= Document =
+---+
Why agent pipelines detect but don't stop — and what Sakichi Toyoda’s loom knew in 1924 that we’re slow to relearn.
In 1924, in a factory in Aichi prefecture, Sakichi Toyoda unveiled the Type-G automatic loom. The machine's signature trick was small: when a single thread broke, the loom stopped itself. That was it. The thread broke, the loom noticed, and the loom held still until someone fixed the problem.
Before the Type-G, a power loom with a broken thread would keep running. It would weave the missing thread's column as a long flaw down the cloth — a flaw that nobody discovered until final inspection, sometimes hours or days later, by which point the loom had produced yards of unusable fabric. Workers walked the loom rows watching for these breaks. One worker per loom, at most three or four looms each, because human eyes couldn't reliably track more than that in real time.
The Type-G changed the staffing math overnight. Detection was now automatic. One operator could monitor thirty to fifty looms instead of three. Toyoda Industries grew into one of the largest manufacturers in pre-war Japan on the back of this single mechanism, and the sale of the patent in 1929 to a British firm financed the founding of what would become Toyota Motor Corporation.
But the textbooks misread the innovation. The Type-G's trick wasn't detecting the broken thread — primitive mechanical sensors had been doing that for decades. The trick was stopping the machine. Detection without halt just generates faster waste. The cloth still has a flaw; the operator still has to throw it out. What the Type-G discovered, and what Toyota would spend the next forty years generalizing into the Toyota Production System, was that the load-bearing piece of any quality system is not detection. It's the stop.
I want to argue that most of what we're building today in multi-agent AI is detection without the stop. We've built the loom that notices the broken thread. We haven't built the part that holds still while someone fixes it.
Taiichi Ohno and Eiji Toyoda spent the postwar decades generalizing Sakichi's loom principle into a formal doctrine they called jidoka — “automation with a human touch.” The doctrine has four steps:
The Andon Cord — that yellow rope that runs above every Toyota assembly line and that any worker can pull — is the human-scale embodiment of step 2. Worker sees a problem. Worker pulls cord. Team leader has roughly sixty seconds (one takt-time cycle) to investigate. If the problem can be resolved within that window, the line keeps moving. If it can't, the whole line halts and stays halted until the problem is understood and corrected.
A working Toyota plant stops the line about 3,500 times per week. This number sounds catastrophic and is in fact the goal. A line that never halts is either perfect (no factory is perfect) or isn't detecting its defects (which is what every factory looked like before jidoka). The 3,500 stops are a health metric. Their absence would be a warning sign.
+---+
(Point labeling rows)
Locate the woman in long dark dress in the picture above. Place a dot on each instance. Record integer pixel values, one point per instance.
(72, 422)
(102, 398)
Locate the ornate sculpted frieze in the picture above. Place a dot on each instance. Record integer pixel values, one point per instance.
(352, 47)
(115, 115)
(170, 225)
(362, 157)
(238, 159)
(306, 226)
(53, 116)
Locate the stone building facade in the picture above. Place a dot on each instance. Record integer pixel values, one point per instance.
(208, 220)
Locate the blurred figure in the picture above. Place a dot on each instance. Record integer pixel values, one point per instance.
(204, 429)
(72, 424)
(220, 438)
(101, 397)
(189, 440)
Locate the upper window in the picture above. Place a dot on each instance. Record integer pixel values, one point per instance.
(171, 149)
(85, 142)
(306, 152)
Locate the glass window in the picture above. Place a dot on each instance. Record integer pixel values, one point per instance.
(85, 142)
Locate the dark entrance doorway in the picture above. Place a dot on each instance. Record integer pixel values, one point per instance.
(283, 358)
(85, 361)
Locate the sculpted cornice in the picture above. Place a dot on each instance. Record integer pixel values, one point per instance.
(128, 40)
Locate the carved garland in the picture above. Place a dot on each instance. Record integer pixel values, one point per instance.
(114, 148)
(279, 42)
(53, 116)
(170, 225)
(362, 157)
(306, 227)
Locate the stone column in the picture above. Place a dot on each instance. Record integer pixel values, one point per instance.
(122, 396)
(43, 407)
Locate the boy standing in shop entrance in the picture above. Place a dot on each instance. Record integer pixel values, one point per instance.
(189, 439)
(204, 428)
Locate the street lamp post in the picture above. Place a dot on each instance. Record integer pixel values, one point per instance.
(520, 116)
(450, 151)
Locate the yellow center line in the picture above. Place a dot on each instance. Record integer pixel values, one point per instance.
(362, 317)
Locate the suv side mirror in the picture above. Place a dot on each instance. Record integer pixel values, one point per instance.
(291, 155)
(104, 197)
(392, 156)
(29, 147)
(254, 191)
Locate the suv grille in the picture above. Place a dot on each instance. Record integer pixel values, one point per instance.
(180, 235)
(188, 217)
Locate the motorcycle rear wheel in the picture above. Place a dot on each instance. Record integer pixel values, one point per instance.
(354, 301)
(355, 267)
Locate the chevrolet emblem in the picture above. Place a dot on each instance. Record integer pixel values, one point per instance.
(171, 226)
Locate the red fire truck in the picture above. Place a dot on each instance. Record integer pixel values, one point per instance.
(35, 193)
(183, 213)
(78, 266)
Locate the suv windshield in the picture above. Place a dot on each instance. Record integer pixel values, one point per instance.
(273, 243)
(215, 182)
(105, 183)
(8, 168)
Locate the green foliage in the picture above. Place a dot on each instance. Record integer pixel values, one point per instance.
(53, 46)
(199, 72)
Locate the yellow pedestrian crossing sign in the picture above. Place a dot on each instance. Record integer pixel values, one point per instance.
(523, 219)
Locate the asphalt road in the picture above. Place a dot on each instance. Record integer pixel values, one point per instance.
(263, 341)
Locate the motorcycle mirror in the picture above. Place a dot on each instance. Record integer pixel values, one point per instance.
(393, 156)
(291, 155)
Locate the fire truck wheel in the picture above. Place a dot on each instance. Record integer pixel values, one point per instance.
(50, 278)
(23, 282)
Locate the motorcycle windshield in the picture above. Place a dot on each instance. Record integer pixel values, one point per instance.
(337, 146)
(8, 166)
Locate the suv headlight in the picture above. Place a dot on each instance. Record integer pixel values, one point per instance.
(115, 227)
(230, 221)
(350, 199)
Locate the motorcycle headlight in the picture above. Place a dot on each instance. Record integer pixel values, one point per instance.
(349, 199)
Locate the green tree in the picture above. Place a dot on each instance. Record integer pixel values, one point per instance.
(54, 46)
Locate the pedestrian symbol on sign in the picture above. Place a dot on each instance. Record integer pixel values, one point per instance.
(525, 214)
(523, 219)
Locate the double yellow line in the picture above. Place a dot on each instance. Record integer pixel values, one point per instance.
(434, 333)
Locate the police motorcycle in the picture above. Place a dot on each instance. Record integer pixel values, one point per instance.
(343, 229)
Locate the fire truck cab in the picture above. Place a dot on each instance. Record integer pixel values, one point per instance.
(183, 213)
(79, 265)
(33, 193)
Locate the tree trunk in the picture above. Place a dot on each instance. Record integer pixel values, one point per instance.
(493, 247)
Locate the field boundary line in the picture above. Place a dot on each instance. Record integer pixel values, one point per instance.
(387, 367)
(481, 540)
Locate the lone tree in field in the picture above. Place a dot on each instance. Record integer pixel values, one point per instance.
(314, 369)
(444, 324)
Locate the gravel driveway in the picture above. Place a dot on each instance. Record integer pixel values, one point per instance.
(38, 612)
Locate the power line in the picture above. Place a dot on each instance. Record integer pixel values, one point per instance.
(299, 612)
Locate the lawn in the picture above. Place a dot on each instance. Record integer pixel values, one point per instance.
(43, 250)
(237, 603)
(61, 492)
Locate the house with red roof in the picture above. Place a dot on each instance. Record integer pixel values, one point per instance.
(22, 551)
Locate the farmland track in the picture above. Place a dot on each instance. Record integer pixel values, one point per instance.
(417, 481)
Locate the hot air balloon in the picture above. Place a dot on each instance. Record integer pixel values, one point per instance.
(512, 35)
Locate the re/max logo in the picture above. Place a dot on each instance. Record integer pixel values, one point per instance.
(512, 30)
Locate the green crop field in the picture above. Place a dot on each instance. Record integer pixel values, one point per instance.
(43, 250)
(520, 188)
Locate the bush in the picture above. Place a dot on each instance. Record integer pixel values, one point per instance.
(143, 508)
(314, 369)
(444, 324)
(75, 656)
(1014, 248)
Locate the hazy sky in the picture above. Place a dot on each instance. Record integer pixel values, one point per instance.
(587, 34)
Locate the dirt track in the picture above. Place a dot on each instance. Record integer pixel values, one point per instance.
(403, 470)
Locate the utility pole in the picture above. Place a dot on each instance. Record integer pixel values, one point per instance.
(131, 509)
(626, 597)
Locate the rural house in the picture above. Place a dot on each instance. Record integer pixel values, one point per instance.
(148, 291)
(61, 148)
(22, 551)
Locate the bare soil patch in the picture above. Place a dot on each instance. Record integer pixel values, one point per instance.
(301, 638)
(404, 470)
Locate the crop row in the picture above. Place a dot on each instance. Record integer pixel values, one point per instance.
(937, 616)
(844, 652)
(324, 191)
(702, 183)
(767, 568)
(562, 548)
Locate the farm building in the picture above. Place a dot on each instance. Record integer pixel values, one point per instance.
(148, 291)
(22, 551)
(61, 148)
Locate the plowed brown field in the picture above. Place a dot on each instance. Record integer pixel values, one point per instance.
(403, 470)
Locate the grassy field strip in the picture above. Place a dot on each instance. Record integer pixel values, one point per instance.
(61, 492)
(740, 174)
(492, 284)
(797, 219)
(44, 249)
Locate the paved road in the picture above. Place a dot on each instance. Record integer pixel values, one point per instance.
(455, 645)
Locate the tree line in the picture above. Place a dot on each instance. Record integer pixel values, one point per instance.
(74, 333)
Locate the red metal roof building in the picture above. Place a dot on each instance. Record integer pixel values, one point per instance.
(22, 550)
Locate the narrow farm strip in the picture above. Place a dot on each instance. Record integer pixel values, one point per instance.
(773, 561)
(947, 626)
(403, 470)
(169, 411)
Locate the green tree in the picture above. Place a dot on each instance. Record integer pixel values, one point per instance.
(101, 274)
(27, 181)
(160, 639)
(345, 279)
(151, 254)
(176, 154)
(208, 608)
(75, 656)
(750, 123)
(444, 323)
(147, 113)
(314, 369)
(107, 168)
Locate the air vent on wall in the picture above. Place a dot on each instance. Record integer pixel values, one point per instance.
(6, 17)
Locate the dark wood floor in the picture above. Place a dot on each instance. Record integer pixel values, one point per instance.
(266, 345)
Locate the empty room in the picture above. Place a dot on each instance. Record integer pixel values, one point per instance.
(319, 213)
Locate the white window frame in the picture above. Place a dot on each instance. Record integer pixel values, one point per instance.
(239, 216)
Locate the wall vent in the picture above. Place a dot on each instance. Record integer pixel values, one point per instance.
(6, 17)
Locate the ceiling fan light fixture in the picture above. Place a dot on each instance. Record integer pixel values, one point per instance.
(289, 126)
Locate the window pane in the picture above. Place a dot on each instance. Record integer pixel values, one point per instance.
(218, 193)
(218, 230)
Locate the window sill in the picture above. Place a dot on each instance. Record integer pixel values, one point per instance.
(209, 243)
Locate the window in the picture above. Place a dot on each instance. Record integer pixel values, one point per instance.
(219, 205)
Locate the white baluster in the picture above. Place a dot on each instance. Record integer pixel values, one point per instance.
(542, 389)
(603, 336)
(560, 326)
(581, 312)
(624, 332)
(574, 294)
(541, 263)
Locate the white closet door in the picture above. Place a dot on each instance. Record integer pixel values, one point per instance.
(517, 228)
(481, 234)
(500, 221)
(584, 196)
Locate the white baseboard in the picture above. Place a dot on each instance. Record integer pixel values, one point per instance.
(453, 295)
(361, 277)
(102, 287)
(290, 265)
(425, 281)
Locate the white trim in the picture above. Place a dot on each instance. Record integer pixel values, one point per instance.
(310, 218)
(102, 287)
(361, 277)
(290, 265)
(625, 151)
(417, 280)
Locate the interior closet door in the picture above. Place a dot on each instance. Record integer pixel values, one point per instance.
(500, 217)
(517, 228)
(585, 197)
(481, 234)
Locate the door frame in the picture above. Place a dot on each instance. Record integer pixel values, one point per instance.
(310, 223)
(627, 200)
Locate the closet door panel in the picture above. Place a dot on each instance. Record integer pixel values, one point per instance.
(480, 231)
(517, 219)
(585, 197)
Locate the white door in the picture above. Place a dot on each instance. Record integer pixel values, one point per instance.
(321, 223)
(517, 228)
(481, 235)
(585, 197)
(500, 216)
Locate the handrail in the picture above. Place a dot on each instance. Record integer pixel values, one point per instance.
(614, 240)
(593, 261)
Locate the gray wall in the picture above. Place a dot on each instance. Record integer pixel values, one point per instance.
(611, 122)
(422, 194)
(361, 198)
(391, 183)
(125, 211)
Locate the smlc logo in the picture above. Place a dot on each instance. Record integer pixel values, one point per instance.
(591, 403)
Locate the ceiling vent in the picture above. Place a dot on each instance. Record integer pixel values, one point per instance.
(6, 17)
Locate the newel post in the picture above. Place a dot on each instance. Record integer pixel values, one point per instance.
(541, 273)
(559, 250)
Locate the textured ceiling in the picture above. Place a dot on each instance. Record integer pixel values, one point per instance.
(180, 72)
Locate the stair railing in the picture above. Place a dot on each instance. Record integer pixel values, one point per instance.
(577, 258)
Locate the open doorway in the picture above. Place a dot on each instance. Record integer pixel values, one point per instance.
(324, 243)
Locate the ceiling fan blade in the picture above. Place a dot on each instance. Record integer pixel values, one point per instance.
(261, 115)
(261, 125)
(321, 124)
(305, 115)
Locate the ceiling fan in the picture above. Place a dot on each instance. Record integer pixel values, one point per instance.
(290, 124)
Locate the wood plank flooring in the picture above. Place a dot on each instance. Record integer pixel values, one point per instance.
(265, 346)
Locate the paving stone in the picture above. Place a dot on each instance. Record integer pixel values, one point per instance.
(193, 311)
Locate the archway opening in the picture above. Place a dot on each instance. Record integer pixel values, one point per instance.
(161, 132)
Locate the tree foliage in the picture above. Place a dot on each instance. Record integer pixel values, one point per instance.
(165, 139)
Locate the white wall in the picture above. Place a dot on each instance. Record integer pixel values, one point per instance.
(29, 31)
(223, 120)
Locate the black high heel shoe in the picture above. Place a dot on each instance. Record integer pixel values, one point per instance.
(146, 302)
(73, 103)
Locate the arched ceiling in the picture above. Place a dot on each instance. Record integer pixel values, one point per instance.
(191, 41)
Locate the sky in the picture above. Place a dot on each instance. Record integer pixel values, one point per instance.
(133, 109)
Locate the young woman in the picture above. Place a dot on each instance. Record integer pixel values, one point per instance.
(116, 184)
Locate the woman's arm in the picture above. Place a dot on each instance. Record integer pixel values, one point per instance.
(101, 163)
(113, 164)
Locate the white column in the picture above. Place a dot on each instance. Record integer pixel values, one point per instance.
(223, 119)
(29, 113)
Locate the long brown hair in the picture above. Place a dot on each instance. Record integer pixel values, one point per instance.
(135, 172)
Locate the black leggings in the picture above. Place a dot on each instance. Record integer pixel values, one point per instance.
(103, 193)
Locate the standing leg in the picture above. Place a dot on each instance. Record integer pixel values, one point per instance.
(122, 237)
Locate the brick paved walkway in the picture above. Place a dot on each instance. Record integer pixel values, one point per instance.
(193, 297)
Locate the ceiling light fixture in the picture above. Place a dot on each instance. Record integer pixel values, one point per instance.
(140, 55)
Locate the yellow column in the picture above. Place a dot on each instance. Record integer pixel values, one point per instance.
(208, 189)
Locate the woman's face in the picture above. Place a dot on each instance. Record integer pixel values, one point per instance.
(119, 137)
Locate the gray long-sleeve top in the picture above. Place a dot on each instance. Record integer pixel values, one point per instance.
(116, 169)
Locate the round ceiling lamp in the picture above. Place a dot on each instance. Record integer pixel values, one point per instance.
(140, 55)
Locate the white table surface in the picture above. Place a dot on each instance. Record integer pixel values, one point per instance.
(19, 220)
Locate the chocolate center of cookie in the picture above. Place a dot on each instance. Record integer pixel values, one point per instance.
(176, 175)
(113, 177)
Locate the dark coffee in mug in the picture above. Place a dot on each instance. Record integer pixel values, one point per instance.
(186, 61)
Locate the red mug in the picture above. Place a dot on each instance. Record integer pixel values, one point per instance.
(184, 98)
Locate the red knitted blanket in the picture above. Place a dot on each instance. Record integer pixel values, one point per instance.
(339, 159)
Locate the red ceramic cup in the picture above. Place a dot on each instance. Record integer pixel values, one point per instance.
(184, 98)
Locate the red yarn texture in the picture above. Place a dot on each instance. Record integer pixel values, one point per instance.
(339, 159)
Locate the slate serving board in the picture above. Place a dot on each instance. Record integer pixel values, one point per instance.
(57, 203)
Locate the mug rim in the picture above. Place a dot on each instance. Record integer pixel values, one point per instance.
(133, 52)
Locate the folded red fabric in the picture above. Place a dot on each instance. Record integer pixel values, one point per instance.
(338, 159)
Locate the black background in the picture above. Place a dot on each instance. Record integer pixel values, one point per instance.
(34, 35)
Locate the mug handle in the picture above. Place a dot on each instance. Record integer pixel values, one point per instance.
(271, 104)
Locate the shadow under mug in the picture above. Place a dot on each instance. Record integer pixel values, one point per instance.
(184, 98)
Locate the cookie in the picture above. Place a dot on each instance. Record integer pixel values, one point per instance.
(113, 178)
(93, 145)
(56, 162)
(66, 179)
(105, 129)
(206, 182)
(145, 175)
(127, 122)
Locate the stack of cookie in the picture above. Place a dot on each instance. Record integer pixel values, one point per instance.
+---+
= What this exercise asks =
a – Using the loom article, mark each statement yes or no, and back each answer by quoting the deciding words: (i) The Type-G loom was unveiled in 1924 in Aichi prefecture. (ii) The loom's patent was sold in 1929 to a German firm. (iii) A working Toyota plant stops the line about 3,500 times per week.
b – Write the next part of the loom article, picking up after its final sentence.

= Replies =
a –
(i) Yes: "In 1924, in a factory in Aichi prefecture, Sakichi Toyoda unveiled the Type-G automatic loom."
(ii) No: "the sale of the patent in 1929 to a British firm"
(iii) Yes: "A working Toyota plant stops the line about 3,500 times per week."

b –
The economics underneath are the part most people miss. The lean-manufacturing standard for defect cost is brutally clear: a defect caught at the source costs roughly 1x. Caught one station downstream, 10x. Caught at final assembly, 100x. Caught by the customer, 1,000x. So when a Toyota line halts for ninety seconds, the calculation isn't “ninety seconds of lost production.” The calculation is “ninety seconds of lost production or hundreds of defective units flowing into stations that will multiply the cost of fixing them by ten or a hundred or a thousand.” Every second of halt prevents a downstream multiplier.
This is what Sakichi's loom understood mechanically and what most agent pipelines have not yet understood architecturally: production rate without quality is negative output. The cloth past the broken thread is not just useless. It is worse than no cloth — because someone has to handle it, sort it, scrap it, and account for the materials that went into it.
Look at how multi-agent pipelines actually behave in production today.
Augment Code's 2026 reliability report calls independent validation “the most underused reliability mechanism in multi-agent systems, with teams rarely verifying whether outputs meet original requirements.” Their separate report on multi-agent failure modes documents that “bad output in stage 1 cascades through every downstream stage with no backtracking, and a two-agent pipeline can produce silently wrong outputs within the first dozen runs if an upstream agent hallucinates.”
Ranjan Kumar's 2026 piece on pipeline orchestration introduces the term “Failure Blast Radius” — the number of downstream agents and systems that act on an upstream failure before it is detected and contained. The metric exists because the failures are not contained. Without the stop, the radius is unbounded by construction.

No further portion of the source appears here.